* [WHAT IS NEEDED]: Return exactly the lines that run from the one containing "of the book" to the end of the entries, with both ends included.

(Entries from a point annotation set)
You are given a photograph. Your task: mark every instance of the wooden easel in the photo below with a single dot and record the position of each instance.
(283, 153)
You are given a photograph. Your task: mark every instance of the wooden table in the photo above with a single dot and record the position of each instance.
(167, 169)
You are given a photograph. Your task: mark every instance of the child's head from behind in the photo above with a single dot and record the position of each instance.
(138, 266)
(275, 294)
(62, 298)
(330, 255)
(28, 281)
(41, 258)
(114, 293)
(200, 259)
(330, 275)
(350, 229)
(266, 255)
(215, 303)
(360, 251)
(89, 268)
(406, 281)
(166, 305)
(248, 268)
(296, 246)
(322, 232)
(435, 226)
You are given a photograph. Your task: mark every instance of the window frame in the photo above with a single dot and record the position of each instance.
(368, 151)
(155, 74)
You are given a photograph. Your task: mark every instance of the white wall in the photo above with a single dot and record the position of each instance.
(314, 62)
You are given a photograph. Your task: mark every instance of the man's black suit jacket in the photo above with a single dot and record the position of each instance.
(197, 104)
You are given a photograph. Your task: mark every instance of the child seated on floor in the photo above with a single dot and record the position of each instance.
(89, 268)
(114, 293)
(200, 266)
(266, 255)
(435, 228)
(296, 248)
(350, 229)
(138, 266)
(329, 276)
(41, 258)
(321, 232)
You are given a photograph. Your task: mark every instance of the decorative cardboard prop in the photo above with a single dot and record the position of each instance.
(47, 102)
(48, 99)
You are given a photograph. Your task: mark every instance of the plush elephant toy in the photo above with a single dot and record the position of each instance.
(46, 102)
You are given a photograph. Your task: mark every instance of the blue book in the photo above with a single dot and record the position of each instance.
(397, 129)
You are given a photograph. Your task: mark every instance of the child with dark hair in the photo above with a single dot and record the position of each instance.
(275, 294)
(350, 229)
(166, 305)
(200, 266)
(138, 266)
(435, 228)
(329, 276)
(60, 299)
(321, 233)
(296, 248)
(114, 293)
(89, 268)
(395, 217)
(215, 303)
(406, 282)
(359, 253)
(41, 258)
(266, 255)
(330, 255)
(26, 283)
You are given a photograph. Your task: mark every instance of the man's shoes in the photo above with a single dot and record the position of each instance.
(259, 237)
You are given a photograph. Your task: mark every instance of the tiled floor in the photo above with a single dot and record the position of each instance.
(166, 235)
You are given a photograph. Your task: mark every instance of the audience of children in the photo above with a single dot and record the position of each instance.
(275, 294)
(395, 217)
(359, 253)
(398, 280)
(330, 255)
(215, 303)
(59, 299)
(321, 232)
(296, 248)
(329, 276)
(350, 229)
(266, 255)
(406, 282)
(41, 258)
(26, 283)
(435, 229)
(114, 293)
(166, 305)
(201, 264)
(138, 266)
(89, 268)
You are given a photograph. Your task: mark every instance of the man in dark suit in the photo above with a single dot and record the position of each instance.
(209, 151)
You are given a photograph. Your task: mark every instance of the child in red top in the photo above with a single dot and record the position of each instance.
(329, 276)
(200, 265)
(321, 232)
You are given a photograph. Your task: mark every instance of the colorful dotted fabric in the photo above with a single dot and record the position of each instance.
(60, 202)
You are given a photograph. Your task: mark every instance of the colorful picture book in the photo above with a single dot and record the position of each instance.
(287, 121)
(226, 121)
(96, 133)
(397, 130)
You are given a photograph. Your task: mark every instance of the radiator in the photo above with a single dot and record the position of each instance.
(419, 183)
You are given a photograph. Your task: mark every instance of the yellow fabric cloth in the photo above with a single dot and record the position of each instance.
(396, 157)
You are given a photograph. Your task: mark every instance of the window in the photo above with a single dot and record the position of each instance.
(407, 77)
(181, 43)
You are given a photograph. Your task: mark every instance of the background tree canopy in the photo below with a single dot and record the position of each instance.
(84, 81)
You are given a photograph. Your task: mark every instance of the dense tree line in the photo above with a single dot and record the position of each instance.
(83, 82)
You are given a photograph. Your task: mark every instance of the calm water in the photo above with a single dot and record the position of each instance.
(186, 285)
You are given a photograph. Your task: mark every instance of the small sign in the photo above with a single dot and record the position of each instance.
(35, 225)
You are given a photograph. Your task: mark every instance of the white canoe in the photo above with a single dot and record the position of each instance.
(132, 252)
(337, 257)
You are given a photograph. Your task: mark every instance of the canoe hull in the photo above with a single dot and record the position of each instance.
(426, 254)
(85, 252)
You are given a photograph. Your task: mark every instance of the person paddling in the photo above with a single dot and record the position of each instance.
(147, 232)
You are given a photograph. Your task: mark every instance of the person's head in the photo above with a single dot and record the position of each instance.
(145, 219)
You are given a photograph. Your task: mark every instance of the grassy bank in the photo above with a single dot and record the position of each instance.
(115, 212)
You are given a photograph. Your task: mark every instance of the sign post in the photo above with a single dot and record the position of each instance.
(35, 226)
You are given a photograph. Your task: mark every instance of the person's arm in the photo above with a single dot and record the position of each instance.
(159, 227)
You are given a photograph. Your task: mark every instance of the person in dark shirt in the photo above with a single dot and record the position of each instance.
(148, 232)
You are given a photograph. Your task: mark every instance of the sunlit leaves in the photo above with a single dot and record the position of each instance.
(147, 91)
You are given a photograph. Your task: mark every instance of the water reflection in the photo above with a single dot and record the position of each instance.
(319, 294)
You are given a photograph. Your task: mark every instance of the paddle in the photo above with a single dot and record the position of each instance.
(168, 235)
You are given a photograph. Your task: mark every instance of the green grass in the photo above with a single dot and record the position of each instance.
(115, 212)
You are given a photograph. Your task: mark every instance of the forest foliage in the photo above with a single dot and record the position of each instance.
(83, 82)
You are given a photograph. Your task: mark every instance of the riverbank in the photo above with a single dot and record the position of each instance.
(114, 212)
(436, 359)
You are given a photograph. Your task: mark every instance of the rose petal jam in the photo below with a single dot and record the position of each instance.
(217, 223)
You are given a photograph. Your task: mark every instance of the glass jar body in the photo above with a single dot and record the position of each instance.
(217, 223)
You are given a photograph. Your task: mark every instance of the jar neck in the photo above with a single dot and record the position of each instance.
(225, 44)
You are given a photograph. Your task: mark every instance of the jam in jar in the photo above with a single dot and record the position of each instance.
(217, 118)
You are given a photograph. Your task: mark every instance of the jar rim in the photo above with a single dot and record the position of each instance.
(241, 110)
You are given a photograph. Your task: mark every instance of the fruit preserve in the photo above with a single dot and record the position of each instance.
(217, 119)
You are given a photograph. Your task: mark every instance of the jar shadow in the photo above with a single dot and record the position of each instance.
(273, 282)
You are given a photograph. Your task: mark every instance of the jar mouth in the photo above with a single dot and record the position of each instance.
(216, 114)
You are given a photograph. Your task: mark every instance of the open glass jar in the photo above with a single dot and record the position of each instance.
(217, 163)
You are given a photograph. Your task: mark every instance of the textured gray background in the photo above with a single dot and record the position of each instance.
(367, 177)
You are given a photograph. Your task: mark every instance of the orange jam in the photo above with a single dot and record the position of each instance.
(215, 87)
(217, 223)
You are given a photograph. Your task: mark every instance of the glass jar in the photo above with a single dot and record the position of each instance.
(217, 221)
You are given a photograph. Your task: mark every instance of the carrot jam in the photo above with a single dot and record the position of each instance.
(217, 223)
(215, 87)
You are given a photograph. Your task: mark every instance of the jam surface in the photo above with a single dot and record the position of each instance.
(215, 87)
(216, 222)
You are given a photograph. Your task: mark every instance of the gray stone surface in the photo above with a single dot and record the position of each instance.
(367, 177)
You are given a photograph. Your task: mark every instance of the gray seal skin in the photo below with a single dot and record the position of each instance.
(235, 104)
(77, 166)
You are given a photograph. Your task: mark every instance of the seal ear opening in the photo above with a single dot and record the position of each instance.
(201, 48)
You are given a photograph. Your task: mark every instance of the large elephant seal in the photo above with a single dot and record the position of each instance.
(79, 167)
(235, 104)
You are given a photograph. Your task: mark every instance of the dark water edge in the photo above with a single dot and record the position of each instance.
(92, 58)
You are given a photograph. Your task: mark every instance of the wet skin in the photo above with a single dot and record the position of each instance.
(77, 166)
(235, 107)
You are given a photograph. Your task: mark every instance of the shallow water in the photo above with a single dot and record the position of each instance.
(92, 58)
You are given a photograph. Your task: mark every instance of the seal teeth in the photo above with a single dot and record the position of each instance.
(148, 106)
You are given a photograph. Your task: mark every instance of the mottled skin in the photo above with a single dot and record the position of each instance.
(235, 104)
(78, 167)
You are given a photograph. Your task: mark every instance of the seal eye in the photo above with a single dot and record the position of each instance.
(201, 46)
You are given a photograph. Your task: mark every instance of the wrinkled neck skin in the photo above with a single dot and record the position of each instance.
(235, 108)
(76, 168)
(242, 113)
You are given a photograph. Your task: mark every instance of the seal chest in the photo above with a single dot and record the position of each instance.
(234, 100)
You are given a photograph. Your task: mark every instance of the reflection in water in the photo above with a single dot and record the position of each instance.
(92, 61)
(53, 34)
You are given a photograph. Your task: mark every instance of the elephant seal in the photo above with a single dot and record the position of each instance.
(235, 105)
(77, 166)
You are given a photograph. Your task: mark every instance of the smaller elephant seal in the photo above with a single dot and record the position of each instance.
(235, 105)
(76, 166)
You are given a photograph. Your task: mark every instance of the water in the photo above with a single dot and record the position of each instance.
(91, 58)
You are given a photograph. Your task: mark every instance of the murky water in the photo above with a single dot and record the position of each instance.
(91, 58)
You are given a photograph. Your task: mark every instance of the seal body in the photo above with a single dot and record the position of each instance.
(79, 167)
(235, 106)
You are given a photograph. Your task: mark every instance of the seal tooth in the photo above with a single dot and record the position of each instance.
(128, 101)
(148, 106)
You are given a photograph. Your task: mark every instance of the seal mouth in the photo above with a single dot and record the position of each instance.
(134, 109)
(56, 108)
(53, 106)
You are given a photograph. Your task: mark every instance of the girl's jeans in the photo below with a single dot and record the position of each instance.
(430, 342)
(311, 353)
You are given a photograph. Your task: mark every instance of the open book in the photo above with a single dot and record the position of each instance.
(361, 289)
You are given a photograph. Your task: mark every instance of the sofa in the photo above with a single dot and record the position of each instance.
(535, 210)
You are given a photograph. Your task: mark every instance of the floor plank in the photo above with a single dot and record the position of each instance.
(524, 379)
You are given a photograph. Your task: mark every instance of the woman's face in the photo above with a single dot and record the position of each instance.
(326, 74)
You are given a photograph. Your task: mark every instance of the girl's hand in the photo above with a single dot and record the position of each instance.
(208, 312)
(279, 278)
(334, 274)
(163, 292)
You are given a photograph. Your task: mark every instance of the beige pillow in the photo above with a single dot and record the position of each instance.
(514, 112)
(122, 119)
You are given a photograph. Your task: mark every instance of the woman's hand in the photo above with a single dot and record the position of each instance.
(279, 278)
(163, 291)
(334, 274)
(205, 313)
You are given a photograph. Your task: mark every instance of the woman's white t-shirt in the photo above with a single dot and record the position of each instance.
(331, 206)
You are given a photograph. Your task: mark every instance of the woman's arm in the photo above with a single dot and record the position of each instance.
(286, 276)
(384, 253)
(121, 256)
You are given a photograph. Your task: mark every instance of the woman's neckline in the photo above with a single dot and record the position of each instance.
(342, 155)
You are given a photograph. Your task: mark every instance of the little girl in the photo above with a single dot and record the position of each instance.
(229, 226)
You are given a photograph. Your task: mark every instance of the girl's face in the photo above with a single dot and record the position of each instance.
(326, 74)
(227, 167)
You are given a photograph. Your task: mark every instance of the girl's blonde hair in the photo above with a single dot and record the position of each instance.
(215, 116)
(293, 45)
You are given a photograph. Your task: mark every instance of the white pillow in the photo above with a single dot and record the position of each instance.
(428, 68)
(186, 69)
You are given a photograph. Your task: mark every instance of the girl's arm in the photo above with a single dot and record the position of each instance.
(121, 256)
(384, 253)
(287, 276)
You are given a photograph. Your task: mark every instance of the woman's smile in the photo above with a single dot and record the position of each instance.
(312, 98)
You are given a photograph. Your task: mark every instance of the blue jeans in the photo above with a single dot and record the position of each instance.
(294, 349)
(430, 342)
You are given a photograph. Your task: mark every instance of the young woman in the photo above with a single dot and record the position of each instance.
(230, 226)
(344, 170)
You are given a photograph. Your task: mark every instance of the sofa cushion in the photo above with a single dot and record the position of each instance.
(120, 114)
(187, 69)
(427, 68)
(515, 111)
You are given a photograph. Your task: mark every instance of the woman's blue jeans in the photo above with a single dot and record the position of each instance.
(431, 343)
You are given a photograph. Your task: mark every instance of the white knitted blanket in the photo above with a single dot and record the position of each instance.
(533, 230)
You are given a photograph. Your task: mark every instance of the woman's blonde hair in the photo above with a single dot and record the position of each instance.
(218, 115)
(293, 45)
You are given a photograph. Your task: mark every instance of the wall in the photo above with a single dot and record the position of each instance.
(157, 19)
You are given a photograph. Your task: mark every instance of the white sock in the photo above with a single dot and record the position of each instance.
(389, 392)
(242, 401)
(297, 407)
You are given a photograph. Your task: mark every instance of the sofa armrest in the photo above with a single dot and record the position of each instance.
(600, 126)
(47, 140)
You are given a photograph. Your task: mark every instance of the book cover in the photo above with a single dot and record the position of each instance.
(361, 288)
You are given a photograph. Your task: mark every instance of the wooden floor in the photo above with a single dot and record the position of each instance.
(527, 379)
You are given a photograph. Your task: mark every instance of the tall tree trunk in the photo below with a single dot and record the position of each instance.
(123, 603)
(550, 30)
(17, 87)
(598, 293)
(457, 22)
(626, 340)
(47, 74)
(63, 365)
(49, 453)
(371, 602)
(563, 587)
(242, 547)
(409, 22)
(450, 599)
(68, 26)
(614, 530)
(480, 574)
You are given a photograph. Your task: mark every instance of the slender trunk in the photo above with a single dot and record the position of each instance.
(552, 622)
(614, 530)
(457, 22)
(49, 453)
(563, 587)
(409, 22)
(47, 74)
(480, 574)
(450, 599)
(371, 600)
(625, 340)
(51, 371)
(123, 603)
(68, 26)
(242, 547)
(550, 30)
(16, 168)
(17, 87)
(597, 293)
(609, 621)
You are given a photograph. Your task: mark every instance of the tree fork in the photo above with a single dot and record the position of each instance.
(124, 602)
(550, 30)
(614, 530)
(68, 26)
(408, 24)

* [RESPONSE]:
You are given a photograph. Your task: mark every instance of the book cover in the photo above with a single dot and record the position of each instance.
(361, 288)
You are given a photograph. Your task: mark every instance of the wooden floor in the photo above with a single dot and record the position of each instance.
(527, 379)
You are given a photograph. Your task: mark every instance of the tall tree trunk in the photo below with a single dot and record the position of each instance.
(123, 603)
(550, 30)
(17, 87)
(598, 293)
(457, 22)
(626, 340)
(47, 74)
(63, 365)
(49, 453)
(371, 602)
(563, 587)
(242, 547)
(409, 22)
(450, 599)
(68, 26)
(614, 530)
(480, 574)
You are given a photograph. Your task: mark every instance of the slender trunk in the photo above with a single dot and record the position of each instance.
(552, 622)
(614, 530)
(457, 22)
(49, 453)
(563, 587)
(409, 22)
(47, 74)
(480, 574)
(450, 599)
(371, 600)
(625, 340)
(51, 371)
(123, 603)
(68, 26)
(242, 547)
(550, 30)
(16, 168)
(17, 87)
(597, 293)
(609, 621)
You are given a photograph. Your task: mark every instance of the tree fork in the photo above with a single dot and record the position of each instance.
(124, 602)
(550, 30)
(614, 530)
(68, 26)
(408, 24)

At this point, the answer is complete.